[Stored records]
◇ ◇ ◇
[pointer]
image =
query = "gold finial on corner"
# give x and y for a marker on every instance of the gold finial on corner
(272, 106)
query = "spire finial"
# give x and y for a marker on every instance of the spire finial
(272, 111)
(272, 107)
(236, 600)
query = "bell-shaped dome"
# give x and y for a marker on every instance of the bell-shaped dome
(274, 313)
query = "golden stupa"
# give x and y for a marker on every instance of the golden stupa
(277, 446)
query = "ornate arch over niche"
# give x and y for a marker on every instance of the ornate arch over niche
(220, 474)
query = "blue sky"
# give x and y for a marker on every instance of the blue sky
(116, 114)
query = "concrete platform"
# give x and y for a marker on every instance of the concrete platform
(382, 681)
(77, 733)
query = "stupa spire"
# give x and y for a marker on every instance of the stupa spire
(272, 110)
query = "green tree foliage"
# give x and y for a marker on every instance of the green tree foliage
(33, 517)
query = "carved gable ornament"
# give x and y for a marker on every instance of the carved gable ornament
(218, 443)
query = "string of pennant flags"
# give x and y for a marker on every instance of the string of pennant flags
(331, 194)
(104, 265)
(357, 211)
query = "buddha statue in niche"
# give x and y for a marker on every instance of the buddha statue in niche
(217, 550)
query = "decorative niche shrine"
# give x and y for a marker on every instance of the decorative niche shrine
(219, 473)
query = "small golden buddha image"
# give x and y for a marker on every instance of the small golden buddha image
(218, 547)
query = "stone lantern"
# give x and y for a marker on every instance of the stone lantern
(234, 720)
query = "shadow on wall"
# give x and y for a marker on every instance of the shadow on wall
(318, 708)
◇ ◇ ◇
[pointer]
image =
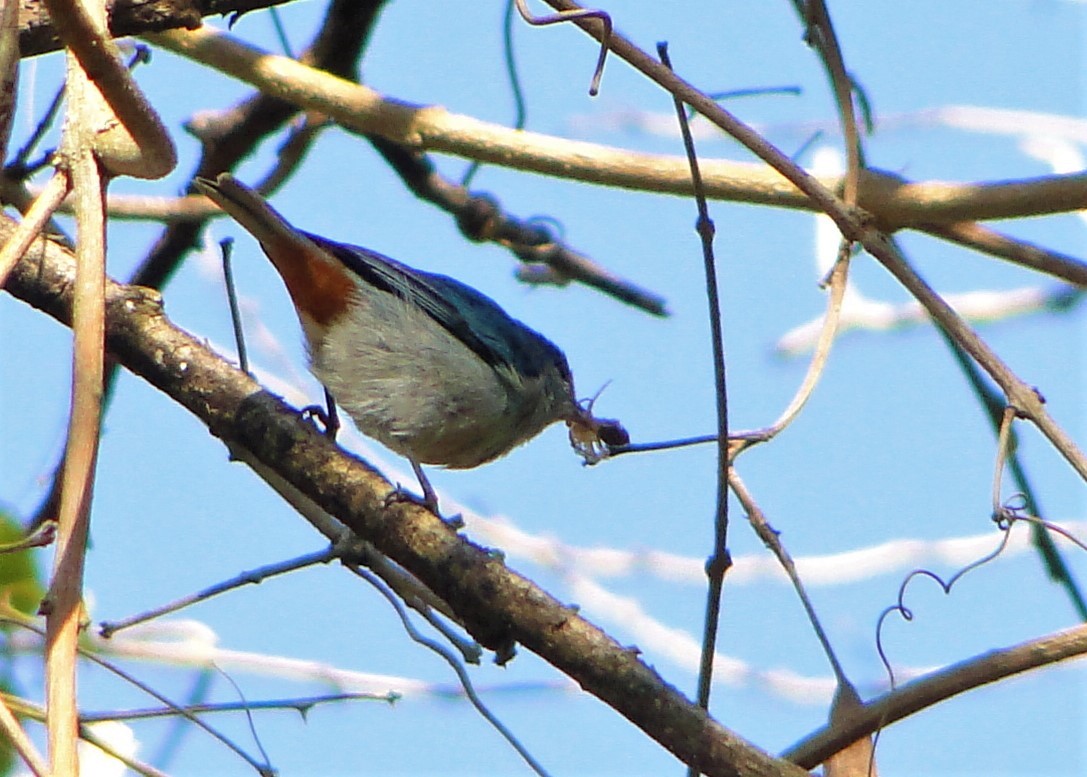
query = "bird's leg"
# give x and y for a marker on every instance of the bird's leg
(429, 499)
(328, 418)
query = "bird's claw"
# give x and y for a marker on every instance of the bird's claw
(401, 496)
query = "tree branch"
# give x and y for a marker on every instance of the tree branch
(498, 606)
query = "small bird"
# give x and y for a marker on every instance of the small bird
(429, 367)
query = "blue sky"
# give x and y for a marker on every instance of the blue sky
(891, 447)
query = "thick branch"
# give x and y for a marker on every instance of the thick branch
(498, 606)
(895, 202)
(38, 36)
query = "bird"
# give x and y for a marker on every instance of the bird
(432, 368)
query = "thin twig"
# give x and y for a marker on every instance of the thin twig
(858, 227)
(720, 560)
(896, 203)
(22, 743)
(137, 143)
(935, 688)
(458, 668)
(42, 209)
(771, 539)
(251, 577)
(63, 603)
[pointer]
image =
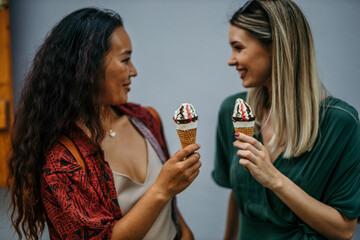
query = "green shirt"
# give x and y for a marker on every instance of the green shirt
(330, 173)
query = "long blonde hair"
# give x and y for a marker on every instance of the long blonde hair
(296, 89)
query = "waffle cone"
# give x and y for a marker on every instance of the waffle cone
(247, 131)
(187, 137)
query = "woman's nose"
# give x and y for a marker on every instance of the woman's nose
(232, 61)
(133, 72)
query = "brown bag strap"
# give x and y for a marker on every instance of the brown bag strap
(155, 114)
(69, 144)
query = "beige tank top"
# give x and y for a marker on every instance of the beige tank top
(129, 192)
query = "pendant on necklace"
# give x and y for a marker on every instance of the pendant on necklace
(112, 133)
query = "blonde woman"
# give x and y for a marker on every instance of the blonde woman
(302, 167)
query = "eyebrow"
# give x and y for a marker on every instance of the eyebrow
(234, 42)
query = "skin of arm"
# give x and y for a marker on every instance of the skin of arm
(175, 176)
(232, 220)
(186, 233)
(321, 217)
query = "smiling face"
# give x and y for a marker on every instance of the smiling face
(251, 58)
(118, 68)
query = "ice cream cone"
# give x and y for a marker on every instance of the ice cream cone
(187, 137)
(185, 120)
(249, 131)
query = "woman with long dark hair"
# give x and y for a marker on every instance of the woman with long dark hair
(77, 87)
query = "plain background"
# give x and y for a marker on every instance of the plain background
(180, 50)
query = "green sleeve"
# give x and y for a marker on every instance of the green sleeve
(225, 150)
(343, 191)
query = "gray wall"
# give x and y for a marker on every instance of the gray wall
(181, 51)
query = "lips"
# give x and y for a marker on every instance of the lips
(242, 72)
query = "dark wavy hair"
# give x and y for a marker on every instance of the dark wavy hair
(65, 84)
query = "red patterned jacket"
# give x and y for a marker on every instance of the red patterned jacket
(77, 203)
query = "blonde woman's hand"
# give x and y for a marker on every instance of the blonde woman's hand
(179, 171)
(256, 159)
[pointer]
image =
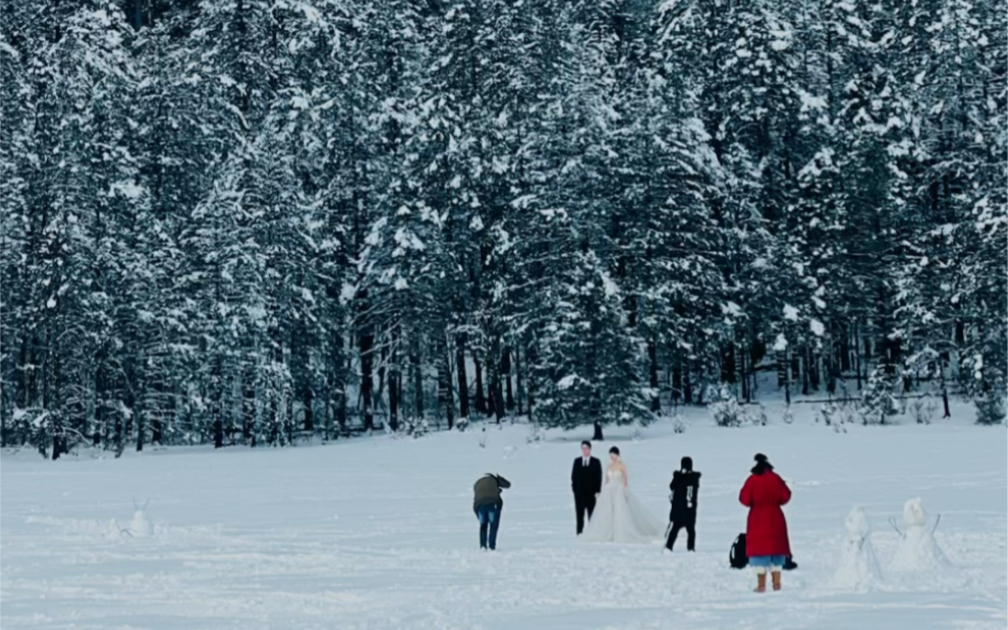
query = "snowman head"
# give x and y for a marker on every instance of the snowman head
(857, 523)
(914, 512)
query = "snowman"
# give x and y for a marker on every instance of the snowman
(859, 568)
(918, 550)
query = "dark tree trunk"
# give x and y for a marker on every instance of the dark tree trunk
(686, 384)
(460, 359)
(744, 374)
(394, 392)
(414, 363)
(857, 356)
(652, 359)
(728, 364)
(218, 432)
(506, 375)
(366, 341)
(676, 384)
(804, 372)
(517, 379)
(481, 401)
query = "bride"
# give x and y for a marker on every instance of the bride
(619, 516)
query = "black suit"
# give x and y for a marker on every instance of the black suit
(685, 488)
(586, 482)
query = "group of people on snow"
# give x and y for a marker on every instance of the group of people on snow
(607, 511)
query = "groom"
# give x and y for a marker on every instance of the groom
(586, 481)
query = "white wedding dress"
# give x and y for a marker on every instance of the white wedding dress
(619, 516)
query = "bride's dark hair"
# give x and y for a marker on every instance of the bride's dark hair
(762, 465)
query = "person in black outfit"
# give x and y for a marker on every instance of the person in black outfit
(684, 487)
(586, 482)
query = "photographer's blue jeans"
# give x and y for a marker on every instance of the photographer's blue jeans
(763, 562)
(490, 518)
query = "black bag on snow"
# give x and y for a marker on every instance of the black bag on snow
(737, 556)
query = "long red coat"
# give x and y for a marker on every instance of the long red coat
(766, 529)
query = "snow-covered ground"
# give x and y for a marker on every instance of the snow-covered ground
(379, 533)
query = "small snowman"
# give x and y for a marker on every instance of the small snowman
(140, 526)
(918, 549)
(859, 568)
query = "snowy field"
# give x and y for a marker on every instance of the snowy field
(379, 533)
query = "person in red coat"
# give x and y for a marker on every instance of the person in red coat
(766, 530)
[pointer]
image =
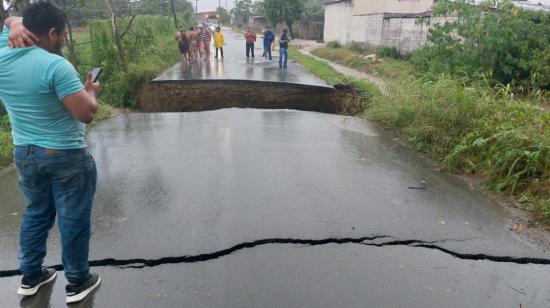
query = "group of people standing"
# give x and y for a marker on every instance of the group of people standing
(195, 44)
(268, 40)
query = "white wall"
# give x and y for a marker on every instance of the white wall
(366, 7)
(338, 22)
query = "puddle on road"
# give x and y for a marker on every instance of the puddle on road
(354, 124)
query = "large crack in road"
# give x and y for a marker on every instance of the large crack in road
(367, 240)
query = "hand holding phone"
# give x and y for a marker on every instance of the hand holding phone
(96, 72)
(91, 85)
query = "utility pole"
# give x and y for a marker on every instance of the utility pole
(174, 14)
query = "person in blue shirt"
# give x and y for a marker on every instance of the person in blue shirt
◇ ◇ ◇
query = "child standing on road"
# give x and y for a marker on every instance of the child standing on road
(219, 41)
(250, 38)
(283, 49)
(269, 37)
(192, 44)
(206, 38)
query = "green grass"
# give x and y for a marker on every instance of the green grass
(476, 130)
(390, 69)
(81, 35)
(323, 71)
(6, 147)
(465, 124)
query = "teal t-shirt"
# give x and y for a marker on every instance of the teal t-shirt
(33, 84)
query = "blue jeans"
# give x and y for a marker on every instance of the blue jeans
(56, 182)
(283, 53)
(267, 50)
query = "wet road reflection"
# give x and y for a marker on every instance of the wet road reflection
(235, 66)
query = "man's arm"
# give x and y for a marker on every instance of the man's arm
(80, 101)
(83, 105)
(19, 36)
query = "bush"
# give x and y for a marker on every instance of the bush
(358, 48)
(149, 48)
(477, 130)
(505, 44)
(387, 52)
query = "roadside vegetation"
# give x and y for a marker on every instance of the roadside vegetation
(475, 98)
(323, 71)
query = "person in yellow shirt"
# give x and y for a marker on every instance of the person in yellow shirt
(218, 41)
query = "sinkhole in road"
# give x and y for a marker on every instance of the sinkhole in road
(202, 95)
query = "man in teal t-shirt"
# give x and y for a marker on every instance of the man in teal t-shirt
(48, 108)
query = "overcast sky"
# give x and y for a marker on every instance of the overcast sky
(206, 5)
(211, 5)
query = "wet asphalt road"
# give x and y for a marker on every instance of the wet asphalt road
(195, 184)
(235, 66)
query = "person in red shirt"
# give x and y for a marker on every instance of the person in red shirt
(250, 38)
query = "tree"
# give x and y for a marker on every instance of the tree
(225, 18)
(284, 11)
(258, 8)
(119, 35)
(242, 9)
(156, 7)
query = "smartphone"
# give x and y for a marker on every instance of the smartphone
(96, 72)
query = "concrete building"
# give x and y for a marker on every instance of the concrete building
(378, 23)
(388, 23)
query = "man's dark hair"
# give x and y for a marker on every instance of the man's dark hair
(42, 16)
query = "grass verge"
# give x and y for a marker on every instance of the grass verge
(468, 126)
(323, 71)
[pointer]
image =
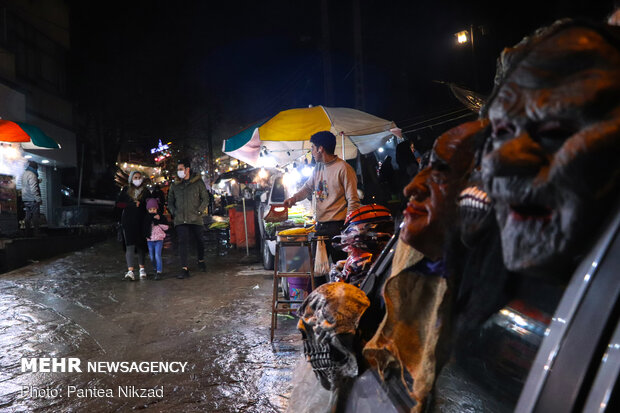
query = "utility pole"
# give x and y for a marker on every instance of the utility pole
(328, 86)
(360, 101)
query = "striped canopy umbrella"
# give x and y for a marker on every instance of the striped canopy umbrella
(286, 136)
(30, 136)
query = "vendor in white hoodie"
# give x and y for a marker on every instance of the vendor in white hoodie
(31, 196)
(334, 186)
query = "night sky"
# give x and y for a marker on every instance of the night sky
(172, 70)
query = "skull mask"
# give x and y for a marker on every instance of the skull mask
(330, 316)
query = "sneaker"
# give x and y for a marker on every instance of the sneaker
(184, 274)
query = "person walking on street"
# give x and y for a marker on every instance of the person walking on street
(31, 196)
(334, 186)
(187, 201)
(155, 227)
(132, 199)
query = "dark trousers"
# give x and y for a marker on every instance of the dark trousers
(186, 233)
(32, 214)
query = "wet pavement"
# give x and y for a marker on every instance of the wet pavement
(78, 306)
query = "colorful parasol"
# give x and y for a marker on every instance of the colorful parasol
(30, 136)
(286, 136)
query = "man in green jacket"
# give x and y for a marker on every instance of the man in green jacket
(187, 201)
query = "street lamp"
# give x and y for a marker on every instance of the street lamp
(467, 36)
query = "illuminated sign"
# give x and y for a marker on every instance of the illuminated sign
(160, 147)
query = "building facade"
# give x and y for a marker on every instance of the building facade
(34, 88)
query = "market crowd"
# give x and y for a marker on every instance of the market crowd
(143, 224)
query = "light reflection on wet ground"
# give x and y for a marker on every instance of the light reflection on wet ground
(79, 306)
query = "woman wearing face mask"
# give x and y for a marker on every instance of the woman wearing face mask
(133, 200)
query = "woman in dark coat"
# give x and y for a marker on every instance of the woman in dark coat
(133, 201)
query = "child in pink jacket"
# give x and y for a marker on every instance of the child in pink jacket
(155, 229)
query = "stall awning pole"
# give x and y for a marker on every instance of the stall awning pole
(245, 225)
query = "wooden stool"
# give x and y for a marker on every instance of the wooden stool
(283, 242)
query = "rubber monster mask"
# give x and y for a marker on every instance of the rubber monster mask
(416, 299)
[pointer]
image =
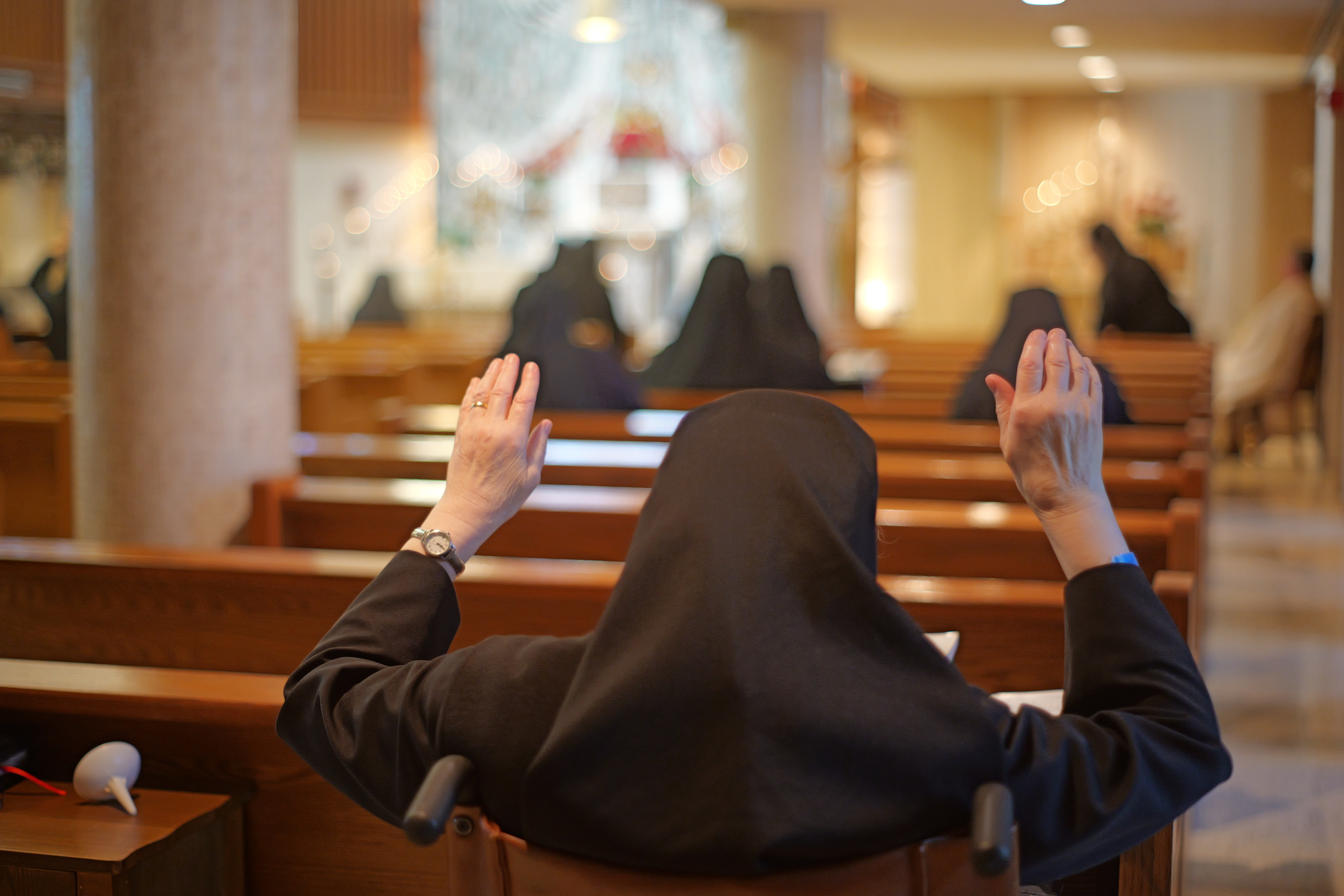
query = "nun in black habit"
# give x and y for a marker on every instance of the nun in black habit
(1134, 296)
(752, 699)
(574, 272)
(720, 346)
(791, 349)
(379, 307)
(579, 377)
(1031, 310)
◇ ◇ ◇
__Objective__
Filter the data above, keeping every line that contains the word "holding".

__In response__
query = "hand holding phone"
# give x and y for a marker on every instance of the hand holding phone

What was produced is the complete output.